*What you have to do:*
Pick out every line in the listing below that contains the word "green", and copy each one. The match is case-sensitive.
──────
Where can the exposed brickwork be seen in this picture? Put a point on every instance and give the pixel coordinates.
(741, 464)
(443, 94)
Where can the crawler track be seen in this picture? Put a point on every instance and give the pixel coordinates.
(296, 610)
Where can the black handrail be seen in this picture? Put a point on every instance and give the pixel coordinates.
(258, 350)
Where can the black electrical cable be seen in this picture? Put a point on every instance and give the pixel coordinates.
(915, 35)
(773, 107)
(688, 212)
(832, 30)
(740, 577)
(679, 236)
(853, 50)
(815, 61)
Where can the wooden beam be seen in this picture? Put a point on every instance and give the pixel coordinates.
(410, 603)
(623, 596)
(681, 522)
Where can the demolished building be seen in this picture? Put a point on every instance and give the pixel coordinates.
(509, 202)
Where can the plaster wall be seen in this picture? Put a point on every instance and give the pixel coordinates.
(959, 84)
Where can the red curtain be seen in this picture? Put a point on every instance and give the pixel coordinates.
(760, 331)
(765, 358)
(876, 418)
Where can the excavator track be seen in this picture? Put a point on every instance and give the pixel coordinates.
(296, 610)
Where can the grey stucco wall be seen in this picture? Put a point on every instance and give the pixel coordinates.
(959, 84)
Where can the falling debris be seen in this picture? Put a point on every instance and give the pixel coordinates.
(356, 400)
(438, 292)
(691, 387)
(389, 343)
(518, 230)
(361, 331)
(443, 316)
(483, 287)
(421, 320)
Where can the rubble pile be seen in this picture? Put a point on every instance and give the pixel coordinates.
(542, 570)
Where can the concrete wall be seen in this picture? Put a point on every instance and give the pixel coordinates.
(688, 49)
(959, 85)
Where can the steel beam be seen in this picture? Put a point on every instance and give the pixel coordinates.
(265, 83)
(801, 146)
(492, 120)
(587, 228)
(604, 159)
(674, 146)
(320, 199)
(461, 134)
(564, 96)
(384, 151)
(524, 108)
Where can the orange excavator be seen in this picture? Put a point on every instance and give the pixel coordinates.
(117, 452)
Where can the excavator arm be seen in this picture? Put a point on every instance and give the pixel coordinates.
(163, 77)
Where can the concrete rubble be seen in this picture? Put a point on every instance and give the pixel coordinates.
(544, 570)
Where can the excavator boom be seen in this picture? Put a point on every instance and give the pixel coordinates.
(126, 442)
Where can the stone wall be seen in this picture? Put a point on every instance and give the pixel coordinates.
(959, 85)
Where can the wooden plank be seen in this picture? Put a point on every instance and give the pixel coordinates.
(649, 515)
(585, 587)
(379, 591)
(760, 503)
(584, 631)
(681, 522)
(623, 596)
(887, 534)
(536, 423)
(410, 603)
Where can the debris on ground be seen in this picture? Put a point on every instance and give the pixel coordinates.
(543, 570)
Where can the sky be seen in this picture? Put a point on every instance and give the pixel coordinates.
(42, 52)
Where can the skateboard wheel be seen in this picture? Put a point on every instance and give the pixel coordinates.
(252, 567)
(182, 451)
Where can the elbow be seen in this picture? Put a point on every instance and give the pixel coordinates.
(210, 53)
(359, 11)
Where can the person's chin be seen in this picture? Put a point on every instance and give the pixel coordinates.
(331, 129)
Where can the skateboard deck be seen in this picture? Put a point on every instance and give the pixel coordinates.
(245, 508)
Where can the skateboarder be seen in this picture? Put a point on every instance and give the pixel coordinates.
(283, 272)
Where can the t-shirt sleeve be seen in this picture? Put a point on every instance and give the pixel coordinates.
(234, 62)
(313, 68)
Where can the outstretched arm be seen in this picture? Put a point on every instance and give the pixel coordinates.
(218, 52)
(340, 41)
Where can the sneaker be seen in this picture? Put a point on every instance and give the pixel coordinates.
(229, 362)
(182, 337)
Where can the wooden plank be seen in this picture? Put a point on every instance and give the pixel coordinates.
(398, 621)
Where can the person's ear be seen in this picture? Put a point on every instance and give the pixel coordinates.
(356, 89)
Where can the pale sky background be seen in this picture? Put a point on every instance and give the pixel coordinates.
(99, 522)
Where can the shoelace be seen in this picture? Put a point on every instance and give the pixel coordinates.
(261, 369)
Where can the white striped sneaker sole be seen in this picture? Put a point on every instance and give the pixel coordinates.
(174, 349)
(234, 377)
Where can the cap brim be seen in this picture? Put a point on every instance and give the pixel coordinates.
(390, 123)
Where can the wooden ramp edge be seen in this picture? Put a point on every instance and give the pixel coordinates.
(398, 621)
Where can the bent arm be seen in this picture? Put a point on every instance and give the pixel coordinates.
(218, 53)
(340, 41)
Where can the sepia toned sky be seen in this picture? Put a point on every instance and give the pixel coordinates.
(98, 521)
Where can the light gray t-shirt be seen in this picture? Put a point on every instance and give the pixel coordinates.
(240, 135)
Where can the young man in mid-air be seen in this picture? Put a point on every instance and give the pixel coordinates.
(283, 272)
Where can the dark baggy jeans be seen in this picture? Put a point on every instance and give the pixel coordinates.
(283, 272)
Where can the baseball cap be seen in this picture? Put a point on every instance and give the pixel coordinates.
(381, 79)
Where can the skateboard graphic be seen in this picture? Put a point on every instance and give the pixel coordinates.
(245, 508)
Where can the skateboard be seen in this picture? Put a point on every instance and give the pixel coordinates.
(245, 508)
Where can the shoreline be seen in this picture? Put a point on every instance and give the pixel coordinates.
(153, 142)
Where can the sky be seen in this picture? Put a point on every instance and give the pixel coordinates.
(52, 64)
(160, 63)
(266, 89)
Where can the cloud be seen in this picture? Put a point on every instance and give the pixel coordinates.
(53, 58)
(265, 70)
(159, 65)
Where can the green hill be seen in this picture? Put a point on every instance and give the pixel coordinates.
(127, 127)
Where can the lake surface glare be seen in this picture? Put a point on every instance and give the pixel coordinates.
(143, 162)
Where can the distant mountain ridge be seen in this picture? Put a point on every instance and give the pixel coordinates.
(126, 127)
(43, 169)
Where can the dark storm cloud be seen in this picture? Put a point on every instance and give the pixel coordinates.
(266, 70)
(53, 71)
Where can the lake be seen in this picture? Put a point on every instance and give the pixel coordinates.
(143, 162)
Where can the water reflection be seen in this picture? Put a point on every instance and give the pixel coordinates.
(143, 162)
──────
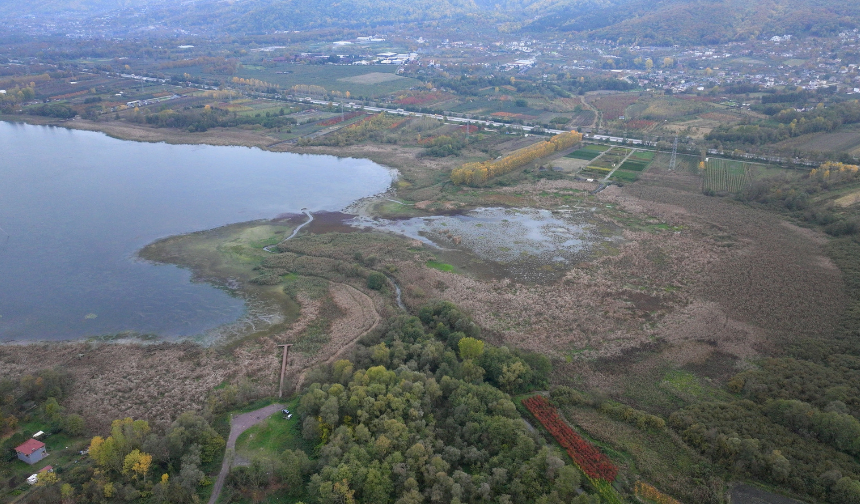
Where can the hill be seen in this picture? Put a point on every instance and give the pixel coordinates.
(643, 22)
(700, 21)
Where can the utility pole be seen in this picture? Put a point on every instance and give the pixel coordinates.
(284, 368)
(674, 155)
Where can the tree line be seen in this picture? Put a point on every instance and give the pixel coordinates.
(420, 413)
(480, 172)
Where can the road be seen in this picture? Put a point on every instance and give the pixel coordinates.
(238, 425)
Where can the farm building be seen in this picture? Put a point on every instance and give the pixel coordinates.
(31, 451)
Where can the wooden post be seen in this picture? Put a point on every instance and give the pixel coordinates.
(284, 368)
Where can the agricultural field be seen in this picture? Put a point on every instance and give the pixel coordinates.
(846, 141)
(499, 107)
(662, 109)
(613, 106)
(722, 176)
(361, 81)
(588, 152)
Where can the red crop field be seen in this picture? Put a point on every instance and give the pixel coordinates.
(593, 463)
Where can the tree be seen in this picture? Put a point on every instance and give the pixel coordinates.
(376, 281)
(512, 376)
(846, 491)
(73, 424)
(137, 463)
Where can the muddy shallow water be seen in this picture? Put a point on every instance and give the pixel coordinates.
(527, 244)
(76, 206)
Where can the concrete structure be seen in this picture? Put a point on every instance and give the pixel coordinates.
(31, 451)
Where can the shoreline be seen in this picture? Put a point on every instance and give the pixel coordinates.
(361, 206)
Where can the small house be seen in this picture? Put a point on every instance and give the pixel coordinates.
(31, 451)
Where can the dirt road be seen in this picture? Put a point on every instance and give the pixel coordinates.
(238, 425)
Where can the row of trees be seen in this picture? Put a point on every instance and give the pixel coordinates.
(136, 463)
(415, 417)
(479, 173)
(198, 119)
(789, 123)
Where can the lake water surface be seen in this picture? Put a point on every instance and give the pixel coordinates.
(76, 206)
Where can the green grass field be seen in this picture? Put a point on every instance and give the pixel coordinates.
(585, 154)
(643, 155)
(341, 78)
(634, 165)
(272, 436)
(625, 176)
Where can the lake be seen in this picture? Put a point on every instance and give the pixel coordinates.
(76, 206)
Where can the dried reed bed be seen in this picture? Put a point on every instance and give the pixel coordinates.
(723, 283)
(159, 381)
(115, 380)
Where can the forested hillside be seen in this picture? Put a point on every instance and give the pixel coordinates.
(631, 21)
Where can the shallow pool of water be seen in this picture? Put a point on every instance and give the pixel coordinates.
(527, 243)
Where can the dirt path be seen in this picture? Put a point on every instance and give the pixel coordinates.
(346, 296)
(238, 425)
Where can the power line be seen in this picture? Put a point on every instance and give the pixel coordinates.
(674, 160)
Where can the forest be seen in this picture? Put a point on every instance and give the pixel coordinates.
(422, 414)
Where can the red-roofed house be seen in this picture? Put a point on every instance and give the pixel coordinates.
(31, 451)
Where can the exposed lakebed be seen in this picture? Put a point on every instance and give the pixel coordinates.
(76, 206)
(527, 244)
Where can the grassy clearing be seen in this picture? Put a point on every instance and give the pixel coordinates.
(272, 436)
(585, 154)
──────
*Task solution:*
Where can the green hill be seen in this picture? Put a point on every instance and give the pixel coordinates.
Where can the green grass field be seen in this picture? Put a point on every instance and give the pixel coordinates.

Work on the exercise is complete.